#### WORK ITEM:
Below are records to write out exactly; drop the pictures when you do.

────────────────────

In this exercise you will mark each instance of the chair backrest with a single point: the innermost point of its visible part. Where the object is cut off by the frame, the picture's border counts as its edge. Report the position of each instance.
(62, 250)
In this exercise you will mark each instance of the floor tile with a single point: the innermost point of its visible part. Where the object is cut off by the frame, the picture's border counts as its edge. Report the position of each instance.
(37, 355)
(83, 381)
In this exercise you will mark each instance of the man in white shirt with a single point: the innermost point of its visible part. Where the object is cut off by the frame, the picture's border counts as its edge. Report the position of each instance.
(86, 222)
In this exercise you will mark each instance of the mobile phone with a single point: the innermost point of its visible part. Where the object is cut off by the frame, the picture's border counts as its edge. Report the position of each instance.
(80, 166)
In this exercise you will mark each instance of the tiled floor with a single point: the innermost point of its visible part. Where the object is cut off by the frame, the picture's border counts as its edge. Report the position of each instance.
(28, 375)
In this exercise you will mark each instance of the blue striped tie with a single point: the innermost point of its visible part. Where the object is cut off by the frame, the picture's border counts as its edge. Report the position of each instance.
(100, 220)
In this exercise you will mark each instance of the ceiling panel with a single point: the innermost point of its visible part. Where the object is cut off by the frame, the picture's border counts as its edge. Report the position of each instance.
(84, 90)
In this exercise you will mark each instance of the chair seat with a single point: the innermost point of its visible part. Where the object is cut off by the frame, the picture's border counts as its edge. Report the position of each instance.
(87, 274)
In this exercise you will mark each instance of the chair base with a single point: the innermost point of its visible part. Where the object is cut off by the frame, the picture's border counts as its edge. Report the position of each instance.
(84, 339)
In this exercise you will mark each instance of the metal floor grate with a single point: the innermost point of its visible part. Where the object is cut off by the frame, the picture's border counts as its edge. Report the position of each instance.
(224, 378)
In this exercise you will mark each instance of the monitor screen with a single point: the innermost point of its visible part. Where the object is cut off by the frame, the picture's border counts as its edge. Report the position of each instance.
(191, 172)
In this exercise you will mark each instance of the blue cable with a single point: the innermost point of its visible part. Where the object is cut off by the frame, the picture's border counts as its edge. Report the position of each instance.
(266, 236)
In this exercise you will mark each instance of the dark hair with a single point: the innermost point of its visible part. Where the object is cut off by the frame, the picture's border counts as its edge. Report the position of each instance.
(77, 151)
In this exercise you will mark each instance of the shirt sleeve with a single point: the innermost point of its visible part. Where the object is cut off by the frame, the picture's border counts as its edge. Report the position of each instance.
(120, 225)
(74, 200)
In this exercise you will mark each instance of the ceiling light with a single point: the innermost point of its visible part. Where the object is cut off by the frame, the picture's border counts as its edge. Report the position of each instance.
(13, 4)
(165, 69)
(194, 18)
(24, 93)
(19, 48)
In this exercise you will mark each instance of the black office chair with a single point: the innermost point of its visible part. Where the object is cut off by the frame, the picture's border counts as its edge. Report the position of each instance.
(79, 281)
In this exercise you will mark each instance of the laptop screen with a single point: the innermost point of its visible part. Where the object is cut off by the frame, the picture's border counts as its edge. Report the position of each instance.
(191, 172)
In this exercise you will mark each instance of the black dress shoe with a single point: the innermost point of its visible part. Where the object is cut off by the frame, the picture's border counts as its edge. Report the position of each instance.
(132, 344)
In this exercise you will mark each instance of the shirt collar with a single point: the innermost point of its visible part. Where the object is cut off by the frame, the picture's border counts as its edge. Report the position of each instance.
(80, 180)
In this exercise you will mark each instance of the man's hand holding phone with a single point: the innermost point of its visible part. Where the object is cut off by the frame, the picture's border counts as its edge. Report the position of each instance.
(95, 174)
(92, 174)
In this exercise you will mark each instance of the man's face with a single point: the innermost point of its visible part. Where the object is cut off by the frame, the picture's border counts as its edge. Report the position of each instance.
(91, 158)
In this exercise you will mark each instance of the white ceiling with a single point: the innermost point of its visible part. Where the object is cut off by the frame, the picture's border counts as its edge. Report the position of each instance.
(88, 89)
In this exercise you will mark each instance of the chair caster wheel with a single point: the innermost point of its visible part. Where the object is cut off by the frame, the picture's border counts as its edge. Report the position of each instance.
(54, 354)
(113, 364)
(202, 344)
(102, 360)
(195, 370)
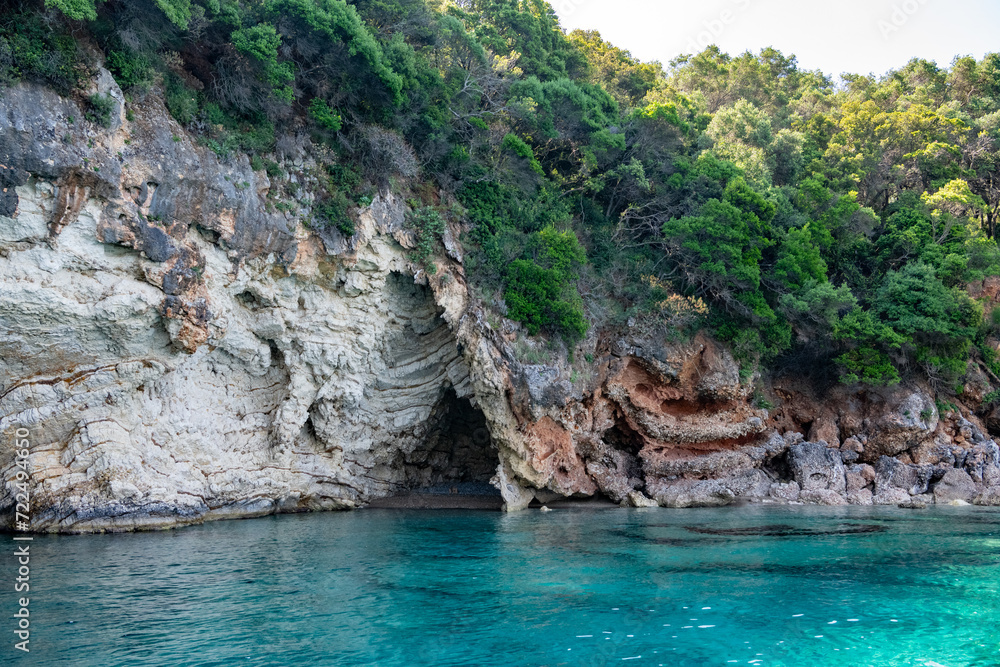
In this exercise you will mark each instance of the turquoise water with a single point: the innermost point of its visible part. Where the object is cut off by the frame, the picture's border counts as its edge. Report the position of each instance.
(798, 586)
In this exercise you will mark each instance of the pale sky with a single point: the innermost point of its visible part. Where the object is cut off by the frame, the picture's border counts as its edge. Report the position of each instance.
(835, 36)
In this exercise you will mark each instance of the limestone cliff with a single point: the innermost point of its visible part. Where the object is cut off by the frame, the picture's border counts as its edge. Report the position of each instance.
(180, 349)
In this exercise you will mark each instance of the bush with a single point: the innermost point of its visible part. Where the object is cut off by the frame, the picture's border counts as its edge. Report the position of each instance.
(429, 226)
(335, 211)
(385, 153)
(325, 117)
(101, 107)
(131, 70)
(181, 101)
(32, 50)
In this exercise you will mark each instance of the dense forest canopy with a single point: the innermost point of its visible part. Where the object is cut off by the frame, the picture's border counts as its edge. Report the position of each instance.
(815, 224)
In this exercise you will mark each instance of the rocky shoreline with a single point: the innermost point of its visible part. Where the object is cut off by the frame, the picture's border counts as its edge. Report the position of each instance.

────────────────────

#### YOUR RESPONSE:
In this exercise you will mark each instance of the chair backrest with a single point: the innermost point of its visible part. Where the object is cut off by the frame, the picture's border counts as its edge. Report the position of each instance.
(62, 250)
In this exercise you will mark each instance of the floor tile with a single point: the innermost point of its visible part. Where the object is cut off by the frame, the picture's border counts as its edge. Report the position of each instance.
(37, 355)
(83, 381)
In this exercise you will mark each instance of the man in white shirt with a single point: the innermost point of its visible part. Where the object is cut off by the frame, the picture's border counts as its edge. Report the position of each instance.
(86, 222)
In this exercise you will mark each instance of the mobile phone with a single point: the innermost point of its visible part. Where the object is cut off by the frame, the picture's border counts as its edge. Report the position of each instance.
(80, 166)
In this exercise you will mark each instance of the tiled floor with a single point: the innermost point of its visible part. Where the object is cut off by the frame, the picture's border counts as its edge. Report the position of each instance.
(28, 375)
In this exercise you will mark each instance of the blue striped tie with a single point: the innermost point of its visible part. Where the object is cut off by the frame, the picture's border counts as its edge. Report the position of each instance.
(100, 220)
In this exercise you will mark each instance of the ceiling panel with a single point: the innermost point of its visible part. Where the object is cut off by the frame, the picture's border counts as its edge. Report the position of each instance.
(84, 90)
In this exercise you will mark each instance of the chair seat with a single point: the innermost point of its visible part. Where the object is cut off by the frame, the picture's border counts as its edge. Report the position of each instance.
(87, 274)
In this exercise you will mark each instance of the chair base with a single point: the innermost point of its visible part. Where the object is cut off by the frame, the picture's border counts as its edge. Report the position of each instance.
(84, 339)
In this exercise you will mark each instance of the metal floor grate with a single point: the innermost point of its visible part. Where the object is cut off by the frame, the picture's border counts as its edge. Report the position of each instance.
(224, 378)
In this exercise you will mark each instance of the monitor screen with a single point: the innermost point of its visible part. Where the object is cut off by the frame, the picture's border counts as its edge. Report the position of each instance.
(191, 172)
In this exercise you will mark each instance of the blue cable with a single point: the innermost point of its visible part. Where the object is cut off by the frame, the picture's border counts as its edge. Report the position of each instance.
(266, 236)
In this exercise you will mark each instance of the dark hair with a single point: the innermost point of its visible part. Where the object is cut off by the frame, the picture's border counts as its edge. Report the position of each instance.
(77, 151)
In this exercise you will mark each instance of the shirt sleeve with a single point: the innermost point of its visible part. Where the object is cut off by the frame, the picture's border counts as its edge. Report the position of each instance.
(120, 225)
(74, 200)
In this exercise you will mark each instance of the ceiling light with a single point: the innermost point of its visible part. Where the object is cut off by the frame, the picture's border counts as its edge. Report the position of each instance.
(13, 4)
(165, 69)
(194, 18)
(24, 93)
(19, 48)
In this exercise you will mark each instance of the black office chair with a single point: the innermost point of its visible part. Where the object is cut off by the frame, the picture's border counts as its edge. Report the position of each instance.
(79, 281)
In this exercise you will mark each instance of the laptop screen with a single point: the innermost point of its visible part. Where the object is cut off by the frame, the picture's border counts as its edge. Report the position of each instance.
(191, 172)
In this exercise you will mark each instance of the black dress shoe with a single point: the innermost point of its visible part. Where the object is cut off by the frame, the picture's border counts as its edge. Report the position of each instance.
(132, 344)
In this exercise you will mark each instance of the shirt collar with a single point: the innermost point of its visible part. Where the object is cut off by the frame, the picture's border counts as its edge. Report the position of each instance.
(80, 180)
In this exercise you will mark each instance of the man's hand holding phone with a single point: the innermost point of its visible part. Where the object is cut off by the frame, the picture's border counts as its edge. Report the position of each instance.
(95, 174)
(92, 174)
In this exercise you will mark each instance of the man's face with a single point: the innermost point of its visible part. Where the object is cut off by the frame, the picture's border counts as its edge. Report the position of each instance.
(91, 158)
In this exercise you will mark each instance of the white ceiling with a single point: the innermost point of its visible part. Where the object is cut off by the frame, the picture's border counts as its edge. Report the position of each instance.
(88, 89)
In this exercise you will mark each instance of the chair caster wheel with a single point: the innermost point of its visible part. Where the object is cut off by the frame, the picture's border counts as its edge. Report the position of each instance.
(54, 354)
(113, 364)
(202, 344)
(102, 360)
(195, 370)
In this exercise you will mark each instance of the turquoise water with a single point: the innermost point of its visible part. Where the object is cut off by the frame, the picture's border counts as its edge. Report the position of each instance.
(798, 586)
In this exercise you will mark each instance of the pale sky with a single point: the innermost point of its visible part. Where the object is cut off by the frame, the picture's border counts as its edge. Report the position of each instance.
(835, 36)
In this exercise you will mark each instance of the limestone cliff with a single point: the innermost point of its visible part. Where the object is cut off by the frame, the picture's border counts as its edge. Report the position of each instance.
(180, 349)
In this exercise you will mark each instance of the bush with a single point: the innermost point of its visible part. Where the object is cut off by the frame, the picture's border counts as its edge. Report the position of each instance.
(429, 226)
(335, 211)
(385, 153)
(325, 117)
(101, 107)
(131, 70)
(181, 101)
(32, 50)
In this exercise you will mark each instance of the dense forest canopy with a single point: the innermost point of its visible part. Where the object is cut off by the frame, the picture's border counts as its edge. Report the position of each instance.
(815, 224)
In this exercise you will mark each instance of the rocky shoreline with a single point: the innermost point of its visible part. Where the object is cut off by the frame, the picture's border counts as its edge. Report the position of each instance.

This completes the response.